## Given instruction 1:
In the passage on transistor and MOSFET load-driving circuits, rewrite the portion starting at "Finally we show" and ending at "MOSFET turns on.", replacing "NPN bipolar transistor" with "NPN BJT".
## Given instruction 2:
Extend the passage on transistor and MOSFET load-driving circuits, picking up after its final sentence.

## Text passage:
----
Figure: Darlington transistor circuit for driving a high current inductive load.
Again, note that we could also replace the TIP120 Darlington transistor with a suitable N-channel
MOSFET transistor. The MOSFET transistors often perform better in such switching applications. Since
the gate of a MOSFET does not draw any steady state current from the 68HC1x output pin, we can
generally replace RB with something like 4.7k or 6.8k to merely protect the 68HC1x
output in the event that the Drain-to-gate junction should break down. When designing using MOSFETS,
one would also go thru the above procedures for checking for power dissapation. MOSFETs are usually
specified with a "maximum channel resistance" as (Ron)max, thus one could
calculate the maximum MOSFET power disspation as ID^2 x (Ron)max,
and make sure that this is well under the maximum rated power disspation. If driving, say, an LED,
the resistor placed in series with the LED (for the purpose of limiting the LED current) would also
be calculated as was done above.
Finally we show other circuits below. In part a.) we have replaced the NPN bipolar transistor
with an N-channel enhancement MOSFET (avail. @ Radio Shack - the IFR510 power mosfet in TO-220 package). Here,
when the gate-to-source voltage exceeds the VGS threshold voltage, the MOSFET turns on.
----
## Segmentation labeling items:
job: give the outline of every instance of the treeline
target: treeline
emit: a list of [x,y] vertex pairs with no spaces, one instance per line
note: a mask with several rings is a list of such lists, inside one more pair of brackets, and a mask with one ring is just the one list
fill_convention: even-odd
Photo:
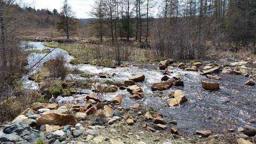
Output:
[[[95,0],[92,14],[98,19],[98,36],[110,34],[112,41],[148,41],[156,26],[178,26],[189,22],[206,30],[207,39],[217,44],[255,42],[255,1],[250,0]],[[158,18],[155,17],[157,15]],[[181,22],[182,23],[181,23]],[[104,25],[109,33],[106,33]],[[161,25],[162,26],[162,25]],[[164,27],[162,27],[164,29]],[[178,28],[178,27],[177,28]],[[189,29],[188,29],[189,30]],[[172,33],[171,31],[168,31]],[[197,33],[197,34],[199,34]],[[209,36],[209,34],[211,35]],[[223,37],[223,35],[225,37]]]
----
## Exercise answer 1:
Finally we show other circuits below. In part a.) we have replaced the NPN BJT
with an N-channel enhancement MOSFET (avail. @ Radio Shack - the IFR510 power mosfet in TO-220 package). Here,
when the gate-to-source voltage exceeds the VGS threshold voltage, the MOSFET turns on.

## Exercise answer 2:
Although this threshold voltage varies from one transistor to the next, it is typically around 2 - 4V,
and the 68HC1x output pins hopefully will generally have no problem switching the MOSFET on. Often, however, some MOSFETS will have a higher Gate-to-source threshold voltage,
and the 68HC1x will not be able to turn the MOSFET on fully, in which case a substantial voltage drop exists
across the Drain-to-Source terminals, and the MOSFET ends up "gittin real hot". You will want to check this
by turning your MOSFET on (while driving a load) and measuring this drain-to-source voltage. If the problem
persists, you may need to find MOSFETS with a lower VGS threshold, or take other measures to raise the
applied Gate-to-source voltage.
The
configurations shown in b.) and c.) below differ in that they use PNP and
P-channel MOSFET (enhancement mode) transistors,
such that the logic is reversed. That is, the LEDs would be turned on by writing a "0" out to the
68HC1x port pin, and would be turned off by writing out a "1".
Other transistor circuits for buffering of 68HC1x outputs - note b.) & c.) are controlled
by reverse logic (applying a low voltage turns on the LEDs).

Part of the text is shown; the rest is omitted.